— BEGIN RECORDED DATA —
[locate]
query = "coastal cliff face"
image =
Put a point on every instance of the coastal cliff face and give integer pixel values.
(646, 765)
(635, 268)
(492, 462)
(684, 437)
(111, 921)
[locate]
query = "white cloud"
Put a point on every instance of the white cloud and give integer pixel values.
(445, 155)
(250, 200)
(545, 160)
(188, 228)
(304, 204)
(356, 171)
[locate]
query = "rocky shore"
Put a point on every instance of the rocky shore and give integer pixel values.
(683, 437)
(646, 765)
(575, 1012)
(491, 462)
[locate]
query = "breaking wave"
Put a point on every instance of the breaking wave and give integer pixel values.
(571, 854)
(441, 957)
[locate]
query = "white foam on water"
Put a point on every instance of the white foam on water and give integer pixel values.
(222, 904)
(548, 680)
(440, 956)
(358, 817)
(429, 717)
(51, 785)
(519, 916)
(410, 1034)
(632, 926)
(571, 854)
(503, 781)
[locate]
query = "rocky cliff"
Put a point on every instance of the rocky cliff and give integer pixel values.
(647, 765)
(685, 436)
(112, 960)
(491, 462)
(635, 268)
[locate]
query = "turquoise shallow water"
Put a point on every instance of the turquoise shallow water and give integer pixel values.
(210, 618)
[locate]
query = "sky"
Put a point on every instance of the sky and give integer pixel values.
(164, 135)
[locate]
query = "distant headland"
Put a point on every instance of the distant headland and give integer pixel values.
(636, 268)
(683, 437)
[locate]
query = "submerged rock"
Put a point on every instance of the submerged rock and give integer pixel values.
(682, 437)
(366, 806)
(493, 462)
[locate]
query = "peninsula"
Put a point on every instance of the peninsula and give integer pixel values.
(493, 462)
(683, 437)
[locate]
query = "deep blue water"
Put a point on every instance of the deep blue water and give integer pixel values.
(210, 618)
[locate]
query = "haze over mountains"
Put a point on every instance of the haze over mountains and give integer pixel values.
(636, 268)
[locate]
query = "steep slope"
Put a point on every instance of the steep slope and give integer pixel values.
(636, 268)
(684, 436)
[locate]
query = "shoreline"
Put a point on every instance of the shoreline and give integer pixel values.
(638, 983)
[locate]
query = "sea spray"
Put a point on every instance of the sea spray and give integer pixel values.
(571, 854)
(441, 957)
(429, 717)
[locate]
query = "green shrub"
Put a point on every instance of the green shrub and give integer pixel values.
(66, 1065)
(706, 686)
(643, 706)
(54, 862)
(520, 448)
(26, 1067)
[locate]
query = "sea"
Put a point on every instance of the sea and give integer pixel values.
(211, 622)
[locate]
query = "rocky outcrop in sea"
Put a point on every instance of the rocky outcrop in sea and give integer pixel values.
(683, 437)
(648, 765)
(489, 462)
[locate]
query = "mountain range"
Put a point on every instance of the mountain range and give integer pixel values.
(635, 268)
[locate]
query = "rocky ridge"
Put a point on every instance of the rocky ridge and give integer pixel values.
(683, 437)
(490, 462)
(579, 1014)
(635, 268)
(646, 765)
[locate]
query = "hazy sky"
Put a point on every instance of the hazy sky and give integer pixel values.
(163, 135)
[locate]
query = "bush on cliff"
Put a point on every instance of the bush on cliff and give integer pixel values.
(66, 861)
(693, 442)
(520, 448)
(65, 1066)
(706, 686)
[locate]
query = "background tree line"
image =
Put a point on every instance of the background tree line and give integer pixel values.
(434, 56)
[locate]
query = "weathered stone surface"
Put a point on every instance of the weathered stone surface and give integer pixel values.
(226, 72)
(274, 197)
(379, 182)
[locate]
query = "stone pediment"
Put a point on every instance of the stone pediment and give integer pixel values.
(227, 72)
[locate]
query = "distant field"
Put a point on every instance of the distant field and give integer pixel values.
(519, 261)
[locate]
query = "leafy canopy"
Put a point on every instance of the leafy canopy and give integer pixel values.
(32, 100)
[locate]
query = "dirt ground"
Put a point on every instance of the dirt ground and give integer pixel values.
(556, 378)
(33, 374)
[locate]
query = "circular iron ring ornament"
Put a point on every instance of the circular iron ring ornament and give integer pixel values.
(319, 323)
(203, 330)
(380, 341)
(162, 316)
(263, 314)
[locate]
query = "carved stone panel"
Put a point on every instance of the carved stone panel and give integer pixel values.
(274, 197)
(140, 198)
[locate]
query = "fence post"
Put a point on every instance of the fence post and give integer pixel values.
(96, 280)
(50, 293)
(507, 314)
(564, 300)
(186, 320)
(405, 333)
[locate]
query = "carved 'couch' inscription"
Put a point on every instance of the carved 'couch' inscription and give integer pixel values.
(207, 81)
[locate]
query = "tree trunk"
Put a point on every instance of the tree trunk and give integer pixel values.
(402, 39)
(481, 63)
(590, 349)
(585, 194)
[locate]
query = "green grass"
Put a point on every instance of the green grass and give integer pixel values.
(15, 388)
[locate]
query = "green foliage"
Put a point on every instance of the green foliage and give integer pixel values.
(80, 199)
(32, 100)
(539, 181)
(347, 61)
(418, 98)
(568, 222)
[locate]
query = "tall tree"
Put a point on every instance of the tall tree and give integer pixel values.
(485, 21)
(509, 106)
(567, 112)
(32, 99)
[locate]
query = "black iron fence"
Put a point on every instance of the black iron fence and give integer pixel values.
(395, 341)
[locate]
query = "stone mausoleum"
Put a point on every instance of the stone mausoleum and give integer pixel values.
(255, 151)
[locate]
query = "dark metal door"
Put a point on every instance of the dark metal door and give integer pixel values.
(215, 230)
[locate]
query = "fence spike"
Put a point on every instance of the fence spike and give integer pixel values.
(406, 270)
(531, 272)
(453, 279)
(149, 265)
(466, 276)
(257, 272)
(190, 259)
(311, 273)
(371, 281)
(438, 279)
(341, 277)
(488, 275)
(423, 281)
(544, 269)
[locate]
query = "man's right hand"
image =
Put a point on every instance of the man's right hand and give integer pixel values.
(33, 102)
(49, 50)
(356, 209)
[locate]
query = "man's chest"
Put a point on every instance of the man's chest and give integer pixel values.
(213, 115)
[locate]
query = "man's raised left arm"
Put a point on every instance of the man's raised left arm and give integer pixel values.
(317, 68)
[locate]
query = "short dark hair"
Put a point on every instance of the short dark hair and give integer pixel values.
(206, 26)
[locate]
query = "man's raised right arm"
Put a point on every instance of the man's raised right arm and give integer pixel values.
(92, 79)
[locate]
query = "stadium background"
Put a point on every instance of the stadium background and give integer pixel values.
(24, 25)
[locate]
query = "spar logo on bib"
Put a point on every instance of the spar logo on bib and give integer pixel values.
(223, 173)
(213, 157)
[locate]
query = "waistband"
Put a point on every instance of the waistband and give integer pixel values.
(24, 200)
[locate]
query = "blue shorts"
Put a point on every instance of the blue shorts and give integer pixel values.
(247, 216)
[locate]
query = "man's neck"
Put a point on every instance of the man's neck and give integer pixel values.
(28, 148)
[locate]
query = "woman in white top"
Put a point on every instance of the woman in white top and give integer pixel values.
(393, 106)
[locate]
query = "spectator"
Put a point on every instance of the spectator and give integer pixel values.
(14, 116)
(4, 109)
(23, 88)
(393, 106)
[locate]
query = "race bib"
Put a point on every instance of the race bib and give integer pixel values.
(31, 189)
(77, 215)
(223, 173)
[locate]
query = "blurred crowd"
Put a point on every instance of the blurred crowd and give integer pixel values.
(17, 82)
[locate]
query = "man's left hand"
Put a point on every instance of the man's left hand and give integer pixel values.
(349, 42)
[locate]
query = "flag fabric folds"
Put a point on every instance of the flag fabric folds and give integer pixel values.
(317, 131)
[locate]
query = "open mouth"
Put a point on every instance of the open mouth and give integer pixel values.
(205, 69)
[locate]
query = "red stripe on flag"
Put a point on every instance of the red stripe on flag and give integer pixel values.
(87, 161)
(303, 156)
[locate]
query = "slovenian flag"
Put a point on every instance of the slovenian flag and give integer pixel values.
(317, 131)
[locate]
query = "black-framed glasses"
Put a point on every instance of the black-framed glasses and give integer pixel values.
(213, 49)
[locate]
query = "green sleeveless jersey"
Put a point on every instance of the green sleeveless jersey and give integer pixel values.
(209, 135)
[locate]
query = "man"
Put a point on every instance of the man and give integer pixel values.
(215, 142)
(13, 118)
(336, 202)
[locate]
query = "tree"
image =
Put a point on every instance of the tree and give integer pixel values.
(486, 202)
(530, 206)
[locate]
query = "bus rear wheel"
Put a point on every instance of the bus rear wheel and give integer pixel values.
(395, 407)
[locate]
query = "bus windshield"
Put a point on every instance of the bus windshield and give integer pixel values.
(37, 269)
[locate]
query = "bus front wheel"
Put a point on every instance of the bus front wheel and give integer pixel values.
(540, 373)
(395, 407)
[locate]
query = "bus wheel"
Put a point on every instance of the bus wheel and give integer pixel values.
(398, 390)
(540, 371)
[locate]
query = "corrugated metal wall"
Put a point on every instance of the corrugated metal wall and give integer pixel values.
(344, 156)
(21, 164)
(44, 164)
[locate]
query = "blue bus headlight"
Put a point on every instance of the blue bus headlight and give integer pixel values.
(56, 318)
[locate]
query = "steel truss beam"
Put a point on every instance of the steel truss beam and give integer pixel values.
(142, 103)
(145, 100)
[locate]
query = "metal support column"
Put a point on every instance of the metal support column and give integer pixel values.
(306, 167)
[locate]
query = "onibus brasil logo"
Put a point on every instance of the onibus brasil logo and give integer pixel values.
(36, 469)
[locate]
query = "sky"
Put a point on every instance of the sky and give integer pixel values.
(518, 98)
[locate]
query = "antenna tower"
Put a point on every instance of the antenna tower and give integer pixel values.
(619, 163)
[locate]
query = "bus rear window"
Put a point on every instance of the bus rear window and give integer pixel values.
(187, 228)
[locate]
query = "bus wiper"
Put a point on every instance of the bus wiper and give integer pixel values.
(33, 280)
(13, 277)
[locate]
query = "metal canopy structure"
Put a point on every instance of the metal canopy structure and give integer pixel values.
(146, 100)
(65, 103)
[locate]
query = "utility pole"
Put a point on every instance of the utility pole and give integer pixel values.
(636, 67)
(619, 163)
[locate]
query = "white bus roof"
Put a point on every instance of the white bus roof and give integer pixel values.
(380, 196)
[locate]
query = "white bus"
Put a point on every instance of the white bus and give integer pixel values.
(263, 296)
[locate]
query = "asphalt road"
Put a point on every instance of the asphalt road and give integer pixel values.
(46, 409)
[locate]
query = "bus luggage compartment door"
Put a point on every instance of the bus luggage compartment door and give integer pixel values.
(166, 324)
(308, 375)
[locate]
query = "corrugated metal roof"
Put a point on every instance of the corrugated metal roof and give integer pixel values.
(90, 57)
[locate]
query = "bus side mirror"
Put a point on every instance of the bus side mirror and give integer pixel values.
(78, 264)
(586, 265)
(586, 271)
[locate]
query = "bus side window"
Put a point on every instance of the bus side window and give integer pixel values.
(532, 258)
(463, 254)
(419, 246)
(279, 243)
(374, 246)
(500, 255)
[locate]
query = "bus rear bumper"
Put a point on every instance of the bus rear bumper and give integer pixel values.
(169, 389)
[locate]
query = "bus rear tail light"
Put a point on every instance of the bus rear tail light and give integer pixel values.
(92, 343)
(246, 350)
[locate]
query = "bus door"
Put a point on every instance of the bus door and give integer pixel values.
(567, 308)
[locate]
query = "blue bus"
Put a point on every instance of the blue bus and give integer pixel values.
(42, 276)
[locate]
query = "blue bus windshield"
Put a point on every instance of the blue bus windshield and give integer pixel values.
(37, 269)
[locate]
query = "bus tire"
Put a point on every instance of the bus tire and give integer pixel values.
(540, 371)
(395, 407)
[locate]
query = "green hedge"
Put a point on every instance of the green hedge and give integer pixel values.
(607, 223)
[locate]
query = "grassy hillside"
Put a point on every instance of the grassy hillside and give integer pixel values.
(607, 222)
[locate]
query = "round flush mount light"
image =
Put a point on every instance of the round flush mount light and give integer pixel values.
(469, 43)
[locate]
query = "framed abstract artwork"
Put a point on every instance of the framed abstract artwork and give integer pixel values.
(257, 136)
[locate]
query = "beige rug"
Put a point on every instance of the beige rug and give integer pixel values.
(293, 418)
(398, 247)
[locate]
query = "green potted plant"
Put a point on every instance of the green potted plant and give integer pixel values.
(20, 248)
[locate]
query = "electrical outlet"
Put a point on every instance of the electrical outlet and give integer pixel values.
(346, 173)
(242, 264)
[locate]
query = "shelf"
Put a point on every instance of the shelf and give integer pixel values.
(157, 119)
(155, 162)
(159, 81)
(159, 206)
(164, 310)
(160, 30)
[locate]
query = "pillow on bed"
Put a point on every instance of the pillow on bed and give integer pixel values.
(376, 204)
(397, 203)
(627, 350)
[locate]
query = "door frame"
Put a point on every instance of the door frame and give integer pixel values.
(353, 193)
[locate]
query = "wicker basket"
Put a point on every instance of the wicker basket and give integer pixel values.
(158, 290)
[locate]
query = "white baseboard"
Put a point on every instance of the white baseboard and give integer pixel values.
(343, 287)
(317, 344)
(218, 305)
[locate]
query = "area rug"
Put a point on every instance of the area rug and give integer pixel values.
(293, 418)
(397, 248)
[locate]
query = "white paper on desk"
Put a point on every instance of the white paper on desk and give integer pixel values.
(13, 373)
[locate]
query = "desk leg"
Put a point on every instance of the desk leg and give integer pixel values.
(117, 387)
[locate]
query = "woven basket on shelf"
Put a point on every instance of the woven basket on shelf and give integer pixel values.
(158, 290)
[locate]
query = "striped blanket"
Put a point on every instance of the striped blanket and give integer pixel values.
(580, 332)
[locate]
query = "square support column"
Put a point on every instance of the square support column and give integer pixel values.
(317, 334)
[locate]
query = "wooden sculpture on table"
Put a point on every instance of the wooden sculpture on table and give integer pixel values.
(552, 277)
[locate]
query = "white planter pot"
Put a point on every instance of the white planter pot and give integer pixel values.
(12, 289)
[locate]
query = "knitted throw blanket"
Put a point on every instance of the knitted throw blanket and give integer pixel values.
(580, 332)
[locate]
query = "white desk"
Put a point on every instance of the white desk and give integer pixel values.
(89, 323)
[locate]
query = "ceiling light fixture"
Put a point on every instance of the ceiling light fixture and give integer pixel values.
— END RECORDED DATA —
## TASK DIRECTIONS
Collect every line of the records above that contains the word "luggage", and copy each one in full.

## COMPLETE OUTPUT
query = "bus luggage compartment door"
Put a point on every instance of the bus luggage compartment door and give integer pixel values.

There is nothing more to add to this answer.